- Избранный отрывок -
□ □ □ □ □

Этой точкой соединения оказывается монарх. Верный инстинкт помогает ему представать перед каждой другой группой в качестве субститута, преемника вождя, к которому эта группа привыкла.
Сегодня вызывает улыбку почти нескончаемый перечень титулов, которые принимал, например, Филипп II. В этом видят только тщеславие. Но нет, это была необходимость. Повелитель разных народов, он должен был в отношении каждого принимать вид, который делал бы его для них близким. Король Франции, в Британии он должен был представляться как герцог, а во Вьенне – как дофин
*
Нагромождение титулов – лишь перечень этих видов, которые со временем обосновываются. Моральное разнообразие королевской личности воплощается в ее физическом единстве. Это важнейший процесс. Ибо трон, таким образом, становится местом взаимодействия различных эмоций, местом формирования национального чувства. Бретонцев и жителей Вьенна объединяет то, что герцог первых является дофином вторых.
Значит, в определенном смысле нация формируется на троне. Соотечественниками становятся, став преданными одной и той же личности. Теперь ясно, почему монархически сформированные народы будут с необходимостью сохранять Нацию как личность, по образу и подобию живой личности, в отношении которой сформировалось общее чувство.
Римляне понятия об этом не имеют. Они не воображают себе никакого морального существа, находящегося вне их или над ними. Они не представляют себе ничего, кроме societas
**
вИменно благодаря императорам агрегат становится единым целым.
Град Повелевания
Соберем теперь все, что повелевает, в большую систему, которую рассмотрим на разных этапах ее становления.
При первых шагах государства это соединение элементов только иногда имеет конкретное существование. Вот толпы завоевателей – готы и франки; вот объединенный римский народ; вот окружающий короля двор нормандских баронов.
Это властители, которые очевидным образом формируют тело, располагающееся над всем обществом, Власть, существующую саму по себе и для себя.
Перенесемся дальше во времени. Мы больше не находим ни поля, ни форума, ни зала, которые то переполнены людьми, то пустынны, но мы видим дворец, окруженный целым ансамблем строений, где занимаются делами сановники и служащие.
Теперь повелевает король со своими постоянными слугами, ministeriales
*
Найдем ли мы, что этот Град играет совершенно другую роль, нежели собрание властителей? Станем ли говорить, что сановники и служащие не являются властителями, но что они слуги? Слуги короля, воля которого отвечает нуждам и желаниям общества? Что наконец-то мы видим аппарат, являющийся инструментом в руках одной «общественной» воли?
Такая интерпретация не является неверной. Но лишь отчасти. Ибо хотя воля властителя и может приспособиться к обществу, она остается волей властителя. И сам аппарат не является неподвижным инструментом. Его составляют люди, которые наследуют – и фактически наследуют лишь постепенно – прежним владыкам. И которые в процессе этого наследования и благодаря сходству ситуации приобретают определенные черты своих предшественников. В такой степени, что отделившись однажды от аппарата, разбогатевшие и возвысившиеся, они будут считать себя прямыми потомками расы-завоевательницы, как об этом свидетельствуют Сен-Симон и Буленвилье.
Таким образом, Власть, состоящую из короля и его администрации, надо рассматривать как еще одно господствующее тело, лучше оснащенное для господства. И настолько лучше, что одновременно эта Власть есть тело, которое осуществляет огромное необходимое служение.

□ □ □ □ □

- Представленные данные -
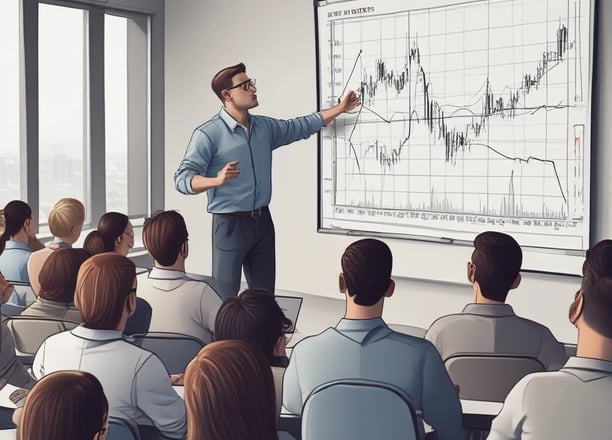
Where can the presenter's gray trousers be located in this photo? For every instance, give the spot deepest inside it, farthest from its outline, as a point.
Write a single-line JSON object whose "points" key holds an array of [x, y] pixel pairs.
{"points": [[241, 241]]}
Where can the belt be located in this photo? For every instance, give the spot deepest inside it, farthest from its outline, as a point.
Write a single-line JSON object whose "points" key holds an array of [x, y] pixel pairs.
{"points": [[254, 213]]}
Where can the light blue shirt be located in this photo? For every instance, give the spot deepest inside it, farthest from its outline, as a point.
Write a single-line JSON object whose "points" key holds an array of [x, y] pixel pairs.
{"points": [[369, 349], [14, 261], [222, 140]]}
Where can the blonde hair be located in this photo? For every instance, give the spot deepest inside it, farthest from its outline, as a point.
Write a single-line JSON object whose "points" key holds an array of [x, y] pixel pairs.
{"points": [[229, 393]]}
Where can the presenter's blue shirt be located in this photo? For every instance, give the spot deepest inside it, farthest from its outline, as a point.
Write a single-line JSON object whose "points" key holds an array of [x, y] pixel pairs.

□ □ □ □ □

- Условия задания -
Подхватите рассуждение о монархе и Власти и продолжите его, начав сразу после последнего приведенного в нем предложения. Приведенные записи для работы не понадобятся.

- Результат выполнения -
Свержение Власти
Такое служение и столь замечательная забота о человеческом обществе с трудом позволяют думать, что Власть по своей сути все еще – эгоистичный владыка, как мы это постулировали вначале.
Ее поведение совершенно изменилось. Она насаждает блага порядка, справедливости, безопасности, процветания.
Ее человеческое содержание совершенно обновилось. Она пополняется наиболее способными элементами из подвластной ей массы.
Это чудесное превращение, безусловно, может быть объяснено стремлением повелевания удержаться, что вынуждало Власть всегда быть более тесно связанной со своим substratum
*
В результате Власть ведет себя практически так, как будто ее базовая, эгоистическая, природа сменилась природой приобретенной, социальной. Впрочем, Власть обнаруживает способность к колебанию, и то совпадает со своей асимптотой и представляется вполне социальной, а то возвращается обратно к своему происхождению и оказывается эгоистической.
Кажется парадоксальным, но в высшей степени социализированную Власть мы вынуждены упрекать в том, что она господствует.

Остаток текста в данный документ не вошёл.